§ Texte proposé
Les exilés meurent aussi d’amour. – Abnousse Shalmani – Grasset.(2018)
Shirin , neuf ans, arrive de Téhéran avec ses parents à Paris. Ils fuient la révolution islamique et retrouvent en France les sœurs de sa mère, Mitra, autoritaire, perfide, Tala et Zizi, communistes et dominatrices qui les hébergent. C’est l’histoire de cette famille d’exilés pauvres, les Hedayat, la mère enceinte (elle mettra au monde un fils qui deviendra un empoisonneur) est effacée et esclave de ses sœurs, prisonnière des traditions qui brident son amour pour ses enfants, mais aussi magicienne du quotidien et accessoirement voyante dans le marc de café. Le père est un homme brillant, cultivé mais résigné face aux critiques de ses belles-sœurs, le grand-père est morphinomane, autoritaire et pervers. Rien à voir avec leur vie d’avant en Iran. Une fugue de Shirin lui permet de connaître Omid, l’amant de Tala. C’est lui, un juif, qui lui donnera des cours de français et dont elle tombera amoureuse et grâce à qui elle prendra conscience d’elle-même. Il sera le grand amour de sa vie. C’est lui aussi qui lui montrera comment rire de tout. Puis ce sera Amid, un terroriste, qui viendra compléter le tableau. Shirin est l’’héritière d’une famille décalée et quelque peu honteuse et parle d’abondance de l’exil à travers son enfance, son adolescence et de l’âge adulte, évoque la découverte de la France, de sa culture, de son art de vivre, des plaisirs de l’amour à travers ses compagnons, pas forcément amants, jeunes révolutionnaires de salon mais qui ne manqueront pas de s’embourgeoiser avec le temps, les soubresauts et l’absurdité de la révolution avec l’argent et les violences. Pour tout ce petit monde français elle reste cependant une métèque
Abnousse Shlmani, journaliste dont j’ai toujours plaisir à écouter les chroniques télévisées, née à Téhéran n’est française que depuis peu de temps et donc héritière de deux cultures, de deux langues. L’exil reste, cependant, dans ce premier roman de cette auteure, largement teinté d’autobiographie mais aussi, par la magie de l’écriture, d’un peu de fiction. Il est au centre d’une démarche complexe qui tient à la volonté de s’intégrer à son nouveau pays, notamment par l’apprentissage de sa langue, sans oublier ses racines persanes, une manière d’exister entre souvenir et espoir. Ainsi mêle-t-elle dans ce livre des pans de notre histoire, de nos coutumes aux traditions et contes orientaux, réels ou imaginés, découvre la vie de France des années 80 mais aussi le terrorisme, la politique, la vie de ses proches parfois marginaux et idéalistes mais aussi celle de sa famille, engluée dans le silence, les mensonges et les non-dits. Il y a cette empreinte, un métissage assumé qui fait sa richesse intérieure et également la fierté de notre pays. Au fil des pages le lecteur fait connaissance avec Shirin, son enfance, son adolescence quelque peu perturbée, elle grandit dans une atmosphère révolutionnaire, devient petit à petit une femme avec sa volonté de séduire mais aussi avec cette envie d’exprimer ce qui se passe en elle, d’y mettre des mots, de devenir écrivain. Elle refait l’histoire mouvementée et parfois cachée de sa famille, de son ascendance, une manière de se découvrir et de s’accepter elle-même, de conjurer le destin, d’admettre sa condition de métèque, coincée entre l’orient et l’occident mais aussi comme une fierté constructive. Ainsi se fait-elle aussi l’apôtre de la liberté si contestée dans son pays d’origine et plus spécialement celle des femmes dans leur combat pour leur droit à exister en tant que telles, de ne plus porter le voile que le pouvoir politico-religieux leur impose et de disposer librement de leur corps. Cela remet la femme au centre du présent et je trouve cela très bien.

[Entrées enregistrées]
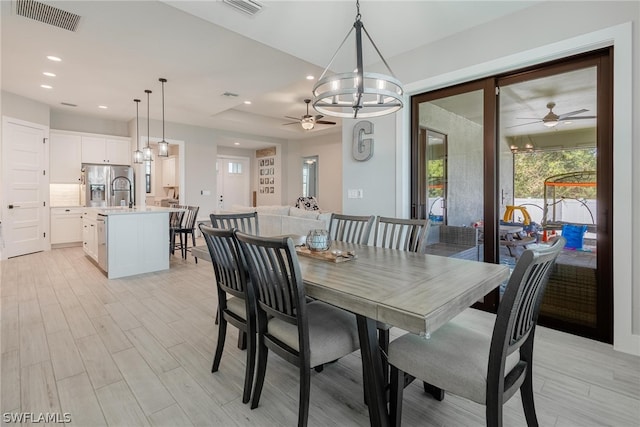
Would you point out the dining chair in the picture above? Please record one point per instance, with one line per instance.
(245, 222)
(486, 367)
(236, 303)
(306, 334)
(187, 227)
(402, 234)
(351, 228)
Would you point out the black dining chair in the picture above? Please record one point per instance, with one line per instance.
(351, 228)
(306, 334)
(405, 235)
(236, 303)
(486, 367)
(402, 234)
(187, 227)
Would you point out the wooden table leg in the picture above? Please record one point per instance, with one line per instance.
(372, 369)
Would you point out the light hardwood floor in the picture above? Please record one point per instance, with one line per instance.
(138, 351)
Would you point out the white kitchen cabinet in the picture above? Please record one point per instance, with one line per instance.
(169, 172)
(100, 149)
(90, 235)
(66, 226)
(64, 158)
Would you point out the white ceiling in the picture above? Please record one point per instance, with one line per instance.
(207, 48)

§ Exercices
**1)** Dans la critique du roman, qui donne des cours de français à Shirin ?
**2)** Écrivez la suite de la critique du roman, à partir de sa dernière phrase.

§ Corrigés
**1)** Omid, l'amant de Tala.

**2)**
J’ai lu ce roman avec curiosité et attention à cause sans doute de la généalogie compliquée de cette famille parfois toxique et des sursauts qui l’affectent mais aussi par les informations qu’il contient sur la culture persane; j’ai bien aimé cette lecture. Ça se lit bien, c’est écrit avec une passion et un certain humour qui est aussi une arme efficace contre l’adversité. Tout cela a créé pour moi un attachement que je ne m’explique pas moi-même et qui est en tout cas bien différent de ce que procure une lecture ordinaire. Le livre refermé, j’ai le sentiment d’être entré, à son invite, dans la vie de Shirin, de sa passion pour l’écriture et pour son pays d’adoption.
A titre plus personnel, et toutes choses égales par ailleurs, l’ histoire un peu mouvementée de cette famille m’a redonné le goût d’écrire.
C’est donc un roman riche en émotions et rebondissements et pour moi une véritable invitation a explorer davantage l’univers créatif de cette auteure.